**TASK DETAILS**
Convert all the rows below into a Markdown table with the columns No. and Line, giving each its number and omitting blank lines. Leave the pictures out of the answer.

------------------------------------------------

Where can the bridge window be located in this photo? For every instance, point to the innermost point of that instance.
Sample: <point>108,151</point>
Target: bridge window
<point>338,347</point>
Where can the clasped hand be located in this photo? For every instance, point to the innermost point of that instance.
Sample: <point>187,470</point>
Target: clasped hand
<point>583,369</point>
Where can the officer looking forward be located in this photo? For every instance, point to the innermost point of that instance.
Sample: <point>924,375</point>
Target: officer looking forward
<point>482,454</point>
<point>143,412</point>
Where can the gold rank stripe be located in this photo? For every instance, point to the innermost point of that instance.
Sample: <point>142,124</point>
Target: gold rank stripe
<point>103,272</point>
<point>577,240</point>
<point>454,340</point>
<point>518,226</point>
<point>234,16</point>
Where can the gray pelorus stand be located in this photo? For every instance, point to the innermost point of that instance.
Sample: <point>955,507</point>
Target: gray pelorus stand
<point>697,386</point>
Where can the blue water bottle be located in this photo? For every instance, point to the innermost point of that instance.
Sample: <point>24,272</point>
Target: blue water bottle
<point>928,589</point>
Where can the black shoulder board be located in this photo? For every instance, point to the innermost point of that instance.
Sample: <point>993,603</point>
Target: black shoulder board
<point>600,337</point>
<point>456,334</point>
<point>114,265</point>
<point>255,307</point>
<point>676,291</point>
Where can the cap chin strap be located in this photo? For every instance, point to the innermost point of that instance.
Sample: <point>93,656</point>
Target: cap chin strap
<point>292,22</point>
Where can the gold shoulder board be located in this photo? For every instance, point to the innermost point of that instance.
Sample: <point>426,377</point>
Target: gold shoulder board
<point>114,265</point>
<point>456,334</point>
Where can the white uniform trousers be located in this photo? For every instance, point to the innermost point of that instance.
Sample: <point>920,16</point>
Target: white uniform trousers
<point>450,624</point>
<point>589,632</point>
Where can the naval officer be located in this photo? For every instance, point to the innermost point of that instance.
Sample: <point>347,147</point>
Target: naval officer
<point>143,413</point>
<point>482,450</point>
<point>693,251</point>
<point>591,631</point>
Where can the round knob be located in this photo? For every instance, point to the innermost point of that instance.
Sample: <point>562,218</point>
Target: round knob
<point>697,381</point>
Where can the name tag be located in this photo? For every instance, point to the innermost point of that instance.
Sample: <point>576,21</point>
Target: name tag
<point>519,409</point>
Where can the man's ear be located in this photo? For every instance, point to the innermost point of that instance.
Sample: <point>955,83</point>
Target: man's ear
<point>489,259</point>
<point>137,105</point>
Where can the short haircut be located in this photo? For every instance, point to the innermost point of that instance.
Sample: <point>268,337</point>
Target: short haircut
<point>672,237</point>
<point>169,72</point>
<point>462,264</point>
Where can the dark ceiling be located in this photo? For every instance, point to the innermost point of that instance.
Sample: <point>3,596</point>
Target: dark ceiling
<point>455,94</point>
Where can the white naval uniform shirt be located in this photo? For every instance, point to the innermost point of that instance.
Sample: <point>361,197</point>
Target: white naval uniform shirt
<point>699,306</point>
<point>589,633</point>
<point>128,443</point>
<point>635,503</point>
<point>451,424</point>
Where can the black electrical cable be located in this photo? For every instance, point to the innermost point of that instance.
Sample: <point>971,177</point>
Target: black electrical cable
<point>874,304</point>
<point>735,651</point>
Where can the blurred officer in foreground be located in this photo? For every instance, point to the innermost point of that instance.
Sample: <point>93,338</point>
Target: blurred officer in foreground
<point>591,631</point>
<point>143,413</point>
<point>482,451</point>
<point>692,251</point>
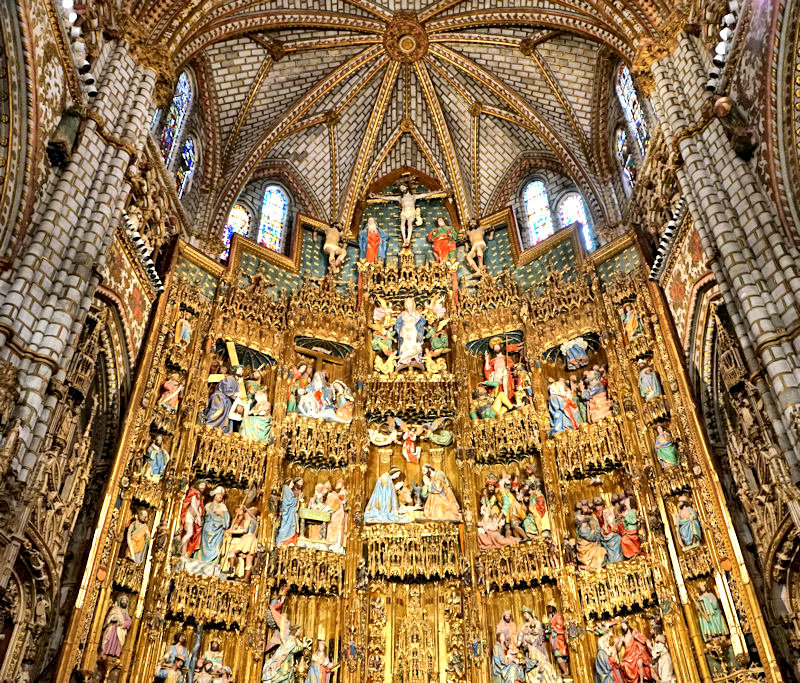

------------------------------------------------

**OUTPUT FOR THIS EXERCISE**
| No. | Line |
|---|---|
| 1 | Where can the bridge window be located in this photo? For every instance, point to the innermost point of that instance. |
| 2 | Sample: <point>108,151</point> |
| 3 | Target: bridge window |
| 4 | <point>338,347</point> |
| 5 | Where can the clasped hand be located in this photo? For every instance, point to the innermost point of that instance. |
| 6 | Sample: <point>187,470</point> |
| 7 | Target: clasped hand |
| 8 | <point>583,369</point> |
| 9 | Where can the officer looking forward be located in this photo? For every instance, point to the innermost point of that instance. |
| 10 | Sample: <point>924,375</point> |
| 11 | Target: officer looking forward |
| 12 | <point>482,454</point> |
| 13 | <point>143,412</point> |
| 14 | Where can the gold rank stripe be located in this photo? For every instance, point to the innermost point of that instance. |
| 15 | Sample: <point>142,124</point> |
| 16 | Target: gold rank stripe |
| 17 | <point>103,272</point> |
| 18 | <point>577,240</point> |
| 19 | <point>454,340</point> |
| 20 | <point>518,226</point> |
| 21 | <point>234,16</point> |
| 22 | Where can the gray pelorus stand be located in this photo? For every instance, point to the innermost point of that instance. |
| 23 | Sample: <point>955,507</point> |
| 24 | Target: gray pelorus stand |
| 25 | <point>697,386</point> |
| 26 | Where can the blue water bottle be located in this photo? For every instance, point to the innermost point of that instance. |
| 27 | Sample: <point>24,272</point> |
| 28 | Target: blue water bottle |
| 29 | <point>928,589</point> |
| 30 | Where can the black shoulder board be located in this photo? For every instance, point to the innermost point of that instance. |
| 31 | Sample: <point>993,603</point> |
| 32 | Target: black shoulder board |
| 33 | <point>600,337</point> |
| 34 | <point>456,334</point> |
| 35 | <point>114,265</point> |
| 36 | <point>255,307</point> |
| 37 | <point>676,291</point> |
| 38 | Where can the cap chin strap be located in this photo? For every instance, point to the innermost point of that instance. |
| 39 | Sample: <point>93,656</point> |
| 40 | Target: cap chin strap |
| 41 | <point>292,22</point> |
| 42 | Where can the gold shoulder board be located in this photo? For every instance, point to the innermost point of that instance. |
| 43 | Sample: <point>426,377</point> |
| 44 | Target: gold shoulder board |
| 45 | <point>114,265</point> |
| 46 | <point>456,334</point> |
| 47 | Where can the white uniform trousers be located in this photo? For every instance, point to the innermost point of that instance. |
| 48 | Sample: <point>920,16</point> |
| 49 | Target: white uniform trousers |
| 50 | <point>450,624</point> |
| 51 | <point>589,632</point> |
| 52 | Where can the naval officer be located in this photo? For every instance, point to the innermost point of that instance. |
| 53 | Sample: <point>347,147</point> |
| 54 | Target: naval officer |
| 55 | <point>143,413</point> |
| 56 | <point>482,450</point> |
| 57 | <point>693,251</point> |
| 58 | <point>591,631</point> |
| 59 | Where can the round knob be located in this photo? For every instance, point to the innermost point of that instance. |
| 60 | Sample: <point>562,218</point> |
| 61 | Target: round knob |
| 62 | <point>697,381</point> |
| 63 | Where can the name tag be located in this photo? For every instance, point to the innermost point of that instance. |
| 64 | Sample: <point>576,21</point> |
| 65 | Target: name tag |
| 66 | <point>519,409</point> |
| 67 | Where can the man's ear be located in this photo? For every instance, point to the innermost point of that instance. |
| 68 | Sample: <point>955,83</point> |
| 69 | Target: man's ear |
| 70 | <point>489,259</point> |
| 71 | <point>137,105</point> |
| 72 | Where can the short haircut be located in this photo? For every instance, point to the innermost point of that instance. |
| 73 | Sample: <point>268,337</point> |
| 74 | Target: short haircut |
| 75 | <point>672,237</point> |
| 76 | <point>169,72</point> |
| 77 | <point>462,264</point> |
| 78 | Where can the dark ceiling be located in this photo? For every instance, point to the innermost point of that instance. |
| 79 | Sample: <point>3,596</point> |
| 80 | Target: dark ceiling |
| 81 | <point>455,94</point> |
| 82 | Where can the white naval uniform shirt be located in this photo? For every instance, point to the innermost point of that instance. |
| 83 | Sample: <point>361,197</point> |
| 84 | Target: white naval uniform shirt |
| 85 | <point>699,306</point> |
| 86 | <point>589,633</point> |
| 87 | <point>128,443</point> |
| 88 | <point>635,503</point> |
| 89 | <point>451,424</point> |
| 90 | Where can the black electrical cable be located in this photo? For every instance, point to the innermost point of that instance. |
| 91 | Sample: <point>971,177</point> |
| 92 | Target: black electrical cable |
| 93 | <point>874,304</point> |
| 94 | <point>735,651</point> |
| 95 | Where can the blurred officer in foreground be located in this photo? For every instance, point to the innermost point of that instance. |
| 96 | Sample: <point>93,338</point> |
| 97 | Target: blurred officer in foreground |
| 98 | <point>591,631</point> |
| 99 | <point>143,413</point> |
| 100 | <point>482,451</point> |
| 101 | <point>692,251</point> |